What the exercise asks:
An exact reproduction of all entries is expected.

-------- Data section --------

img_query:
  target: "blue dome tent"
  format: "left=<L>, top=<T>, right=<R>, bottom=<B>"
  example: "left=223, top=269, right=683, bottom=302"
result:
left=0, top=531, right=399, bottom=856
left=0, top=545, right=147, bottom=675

--------

Problem solution:
img_query:
  target: "blue dome tent"
  format: "left=<L>, top=<T>, right=<R>, bottom=<B>"
  example: "left=223, top=269, right=683, bottom=302"
result:
left=0, top=531, right=399, bottom=856
left=0, top=545, right=147, bottom=675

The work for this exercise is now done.